WHAT THE EXERCISE ASKS: Pull out each line of the records below that contains the string "range". Match case exactly.

Part of a data file:
'''

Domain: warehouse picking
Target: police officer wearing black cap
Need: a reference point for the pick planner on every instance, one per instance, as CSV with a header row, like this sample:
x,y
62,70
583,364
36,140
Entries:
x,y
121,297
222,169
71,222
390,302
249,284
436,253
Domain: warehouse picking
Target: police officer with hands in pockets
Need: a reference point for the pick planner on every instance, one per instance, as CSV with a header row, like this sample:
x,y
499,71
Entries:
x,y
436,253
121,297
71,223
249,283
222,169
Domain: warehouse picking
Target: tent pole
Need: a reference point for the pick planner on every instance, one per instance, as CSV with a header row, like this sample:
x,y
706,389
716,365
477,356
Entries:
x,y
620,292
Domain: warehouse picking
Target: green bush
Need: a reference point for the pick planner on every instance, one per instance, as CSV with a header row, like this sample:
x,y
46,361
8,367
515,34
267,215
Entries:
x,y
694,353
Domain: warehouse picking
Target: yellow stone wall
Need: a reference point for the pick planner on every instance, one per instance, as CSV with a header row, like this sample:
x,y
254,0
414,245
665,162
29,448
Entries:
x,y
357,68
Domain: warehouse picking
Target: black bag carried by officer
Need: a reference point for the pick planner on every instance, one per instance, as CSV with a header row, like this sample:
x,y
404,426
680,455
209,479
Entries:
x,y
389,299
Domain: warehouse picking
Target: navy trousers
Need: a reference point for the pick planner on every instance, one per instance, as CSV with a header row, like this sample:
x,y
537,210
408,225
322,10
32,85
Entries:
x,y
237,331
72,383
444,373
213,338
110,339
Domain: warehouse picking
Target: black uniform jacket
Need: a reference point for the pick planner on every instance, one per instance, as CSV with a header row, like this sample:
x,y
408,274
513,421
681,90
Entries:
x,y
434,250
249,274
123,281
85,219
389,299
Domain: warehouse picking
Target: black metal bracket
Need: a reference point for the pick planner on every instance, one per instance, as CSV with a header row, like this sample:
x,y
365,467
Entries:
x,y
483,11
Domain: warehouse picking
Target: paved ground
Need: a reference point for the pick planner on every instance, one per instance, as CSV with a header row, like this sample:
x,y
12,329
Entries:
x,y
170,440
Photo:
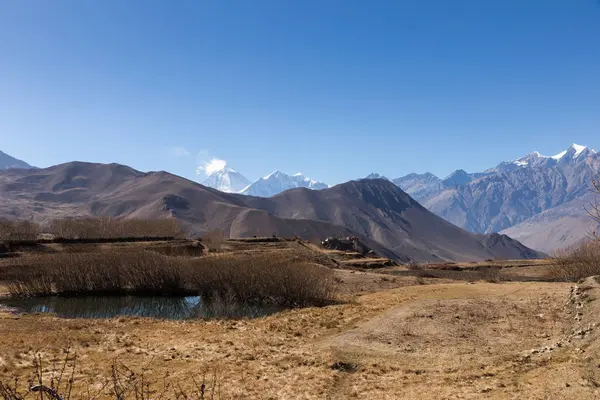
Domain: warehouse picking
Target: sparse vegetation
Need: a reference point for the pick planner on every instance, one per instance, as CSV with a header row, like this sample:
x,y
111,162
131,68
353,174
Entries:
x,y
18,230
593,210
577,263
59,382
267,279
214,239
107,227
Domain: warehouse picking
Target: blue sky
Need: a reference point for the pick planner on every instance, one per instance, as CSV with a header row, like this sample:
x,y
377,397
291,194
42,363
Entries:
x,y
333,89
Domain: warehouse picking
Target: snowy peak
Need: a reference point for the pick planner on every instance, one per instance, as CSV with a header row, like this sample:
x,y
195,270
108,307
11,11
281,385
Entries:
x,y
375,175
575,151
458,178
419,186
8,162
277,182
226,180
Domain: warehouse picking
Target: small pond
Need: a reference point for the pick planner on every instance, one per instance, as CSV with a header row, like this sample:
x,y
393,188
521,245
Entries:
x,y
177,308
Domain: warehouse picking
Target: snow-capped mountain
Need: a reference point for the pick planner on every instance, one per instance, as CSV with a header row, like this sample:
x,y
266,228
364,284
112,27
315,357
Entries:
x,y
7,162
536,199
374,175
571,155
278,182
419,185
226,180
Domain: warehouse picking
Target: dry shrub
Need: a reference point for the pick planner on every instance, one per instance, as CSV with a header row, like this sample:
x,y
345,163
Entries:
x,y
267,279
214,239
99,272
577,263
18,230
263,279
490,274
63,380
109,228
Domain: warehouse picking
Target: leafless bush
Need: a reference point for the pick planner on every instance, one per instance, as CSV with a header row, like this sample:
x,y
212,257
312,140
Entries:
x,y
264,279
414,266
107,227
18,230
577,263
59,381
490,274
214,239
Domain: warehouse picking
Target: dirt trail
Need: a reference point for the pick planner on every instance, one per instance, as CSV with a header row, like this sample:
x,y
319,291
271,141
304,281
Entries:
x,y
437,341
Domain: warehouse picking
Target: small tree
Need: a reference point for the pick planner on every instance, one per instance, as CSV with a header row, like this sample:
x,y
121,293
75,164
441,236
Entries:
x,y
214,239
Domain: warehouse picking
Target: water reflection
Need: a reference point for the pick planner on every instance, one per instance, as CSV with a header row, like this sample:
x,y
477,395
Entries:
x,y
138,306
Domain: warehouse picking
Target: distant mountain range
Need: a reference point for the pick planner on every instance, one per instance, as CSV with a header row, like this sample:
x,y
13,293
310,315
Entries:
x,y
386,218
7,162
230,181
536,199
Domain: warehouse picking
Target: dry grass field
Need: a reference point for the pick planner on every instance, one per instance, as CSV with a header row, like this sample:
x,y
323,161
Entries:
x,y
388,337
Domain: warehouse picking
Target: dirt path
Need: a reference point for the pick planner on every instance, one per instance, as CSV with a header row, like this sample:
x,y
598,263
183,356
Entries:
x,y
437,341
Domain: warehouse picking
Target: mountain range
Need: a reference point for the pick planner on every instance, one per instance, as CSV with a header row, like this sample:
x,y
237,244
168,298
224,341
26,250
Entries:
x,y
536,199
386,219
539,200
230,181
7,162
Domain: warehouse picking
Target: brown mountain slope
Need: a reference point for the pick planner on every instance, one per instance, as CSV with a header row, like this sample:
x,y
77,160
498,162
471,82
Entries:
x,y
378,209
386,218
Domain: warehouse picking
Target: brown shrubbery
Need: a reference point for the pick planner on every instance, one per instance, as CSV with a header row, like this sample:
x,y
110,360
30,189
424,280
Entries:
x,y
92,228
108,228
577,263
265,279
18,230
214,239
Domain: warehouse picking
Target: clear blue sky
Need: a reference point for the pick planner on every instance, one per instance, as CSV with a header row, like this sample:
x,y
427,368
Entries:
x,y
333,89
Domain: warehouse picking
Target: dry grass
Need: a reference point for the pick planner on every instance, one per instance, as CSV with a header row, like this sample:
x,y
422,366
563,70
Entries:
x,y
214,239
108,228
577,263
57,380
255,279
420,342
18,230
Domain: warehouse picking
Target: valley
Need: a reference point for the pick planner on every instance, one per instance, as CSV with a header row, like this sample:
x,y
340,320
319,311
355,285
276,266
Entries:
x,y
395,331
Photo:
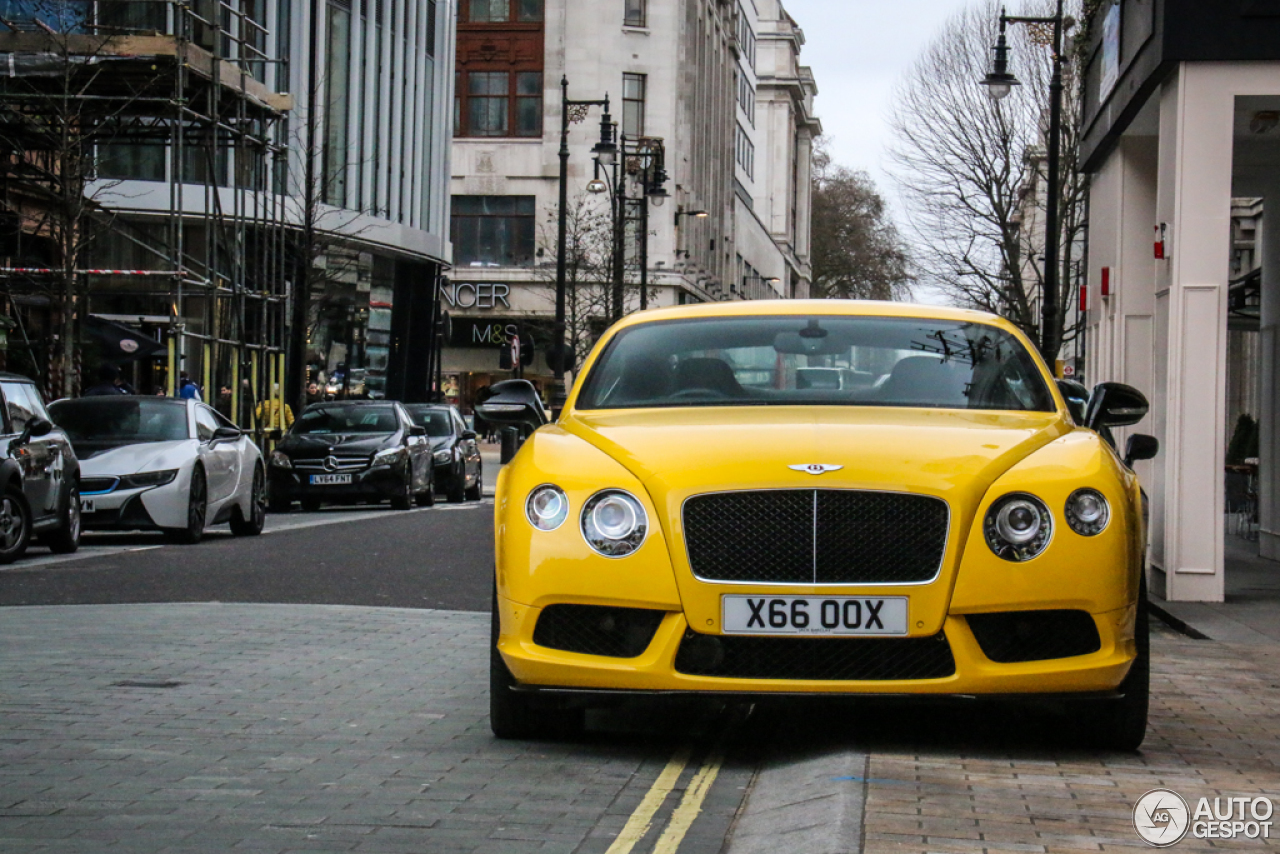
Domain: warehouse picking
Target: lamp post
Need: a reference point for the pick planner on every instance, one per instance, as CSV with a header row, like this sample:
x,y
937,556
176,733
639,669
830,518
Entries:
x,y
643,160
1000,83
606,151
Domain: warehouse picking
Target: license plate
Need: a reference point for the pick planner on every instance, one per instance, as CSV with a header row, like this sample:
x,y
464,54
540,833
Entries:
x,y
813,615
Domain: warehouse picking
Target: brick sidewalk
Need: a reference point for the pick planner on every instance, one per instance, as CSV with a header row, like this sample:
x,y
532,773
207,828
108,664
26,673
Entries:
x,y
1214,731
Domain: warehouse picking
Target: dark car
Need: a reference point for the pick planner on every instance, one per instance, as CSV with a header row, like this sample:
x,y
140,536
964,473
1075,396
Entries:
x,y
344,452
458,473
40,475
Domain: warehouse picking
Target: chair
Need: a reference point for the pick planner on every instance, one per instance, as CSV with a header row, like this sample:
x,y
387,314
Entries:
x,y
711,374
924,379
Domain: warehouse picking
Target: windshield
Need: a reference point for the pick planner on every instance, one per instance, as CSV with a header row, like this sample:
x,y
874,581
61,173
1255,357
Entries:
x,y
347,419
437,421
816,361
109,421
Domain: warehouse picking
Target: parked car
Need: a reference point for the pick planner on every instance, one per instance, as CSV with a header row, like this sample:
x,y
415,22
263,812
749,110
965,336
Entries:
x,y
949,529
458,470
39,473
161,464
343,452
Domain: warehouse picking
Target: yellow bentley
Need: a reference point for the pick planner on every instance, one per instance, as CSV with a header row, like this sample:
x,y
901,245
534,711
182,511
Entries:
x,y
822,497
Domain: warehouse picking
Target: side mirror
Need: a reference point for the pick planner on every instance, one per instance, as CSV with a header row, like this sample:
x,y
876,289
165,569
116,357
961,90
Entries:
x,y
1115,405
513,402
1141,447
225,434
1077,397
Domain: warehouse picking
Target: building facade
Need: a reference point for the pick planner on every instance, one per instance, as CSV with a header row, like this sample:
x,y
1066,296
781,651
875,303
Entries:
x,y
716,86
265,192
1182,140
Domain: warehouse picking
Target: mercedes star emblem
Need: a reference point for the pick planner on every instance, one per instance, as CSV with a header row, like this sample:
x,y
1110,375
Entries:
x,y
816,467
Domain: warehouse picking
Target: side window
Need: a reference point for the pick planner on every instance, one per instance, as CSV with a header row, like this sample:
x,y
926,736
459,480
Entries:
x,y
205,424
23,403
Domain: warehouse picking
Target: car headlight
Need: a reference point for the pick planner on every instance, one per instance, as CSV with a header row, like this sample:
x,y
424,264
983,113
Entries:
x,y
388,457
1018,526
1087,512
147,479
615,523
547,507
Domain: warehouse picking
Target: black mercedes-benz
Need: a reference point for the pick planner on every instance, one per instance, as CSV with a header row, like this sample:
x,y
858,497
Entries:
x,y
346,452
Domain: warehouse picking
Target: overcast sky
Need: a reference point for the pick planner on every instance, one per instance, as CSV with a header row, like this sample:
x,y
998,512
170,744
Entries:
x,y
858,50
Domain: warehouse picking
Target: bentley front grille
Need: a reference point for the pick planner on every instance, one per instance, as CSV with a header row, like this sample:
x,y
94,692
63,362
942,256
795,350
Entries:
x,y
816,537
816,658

'''

OUTPUT OF THE TASK:
Target: distant mountain range
Target: mountain range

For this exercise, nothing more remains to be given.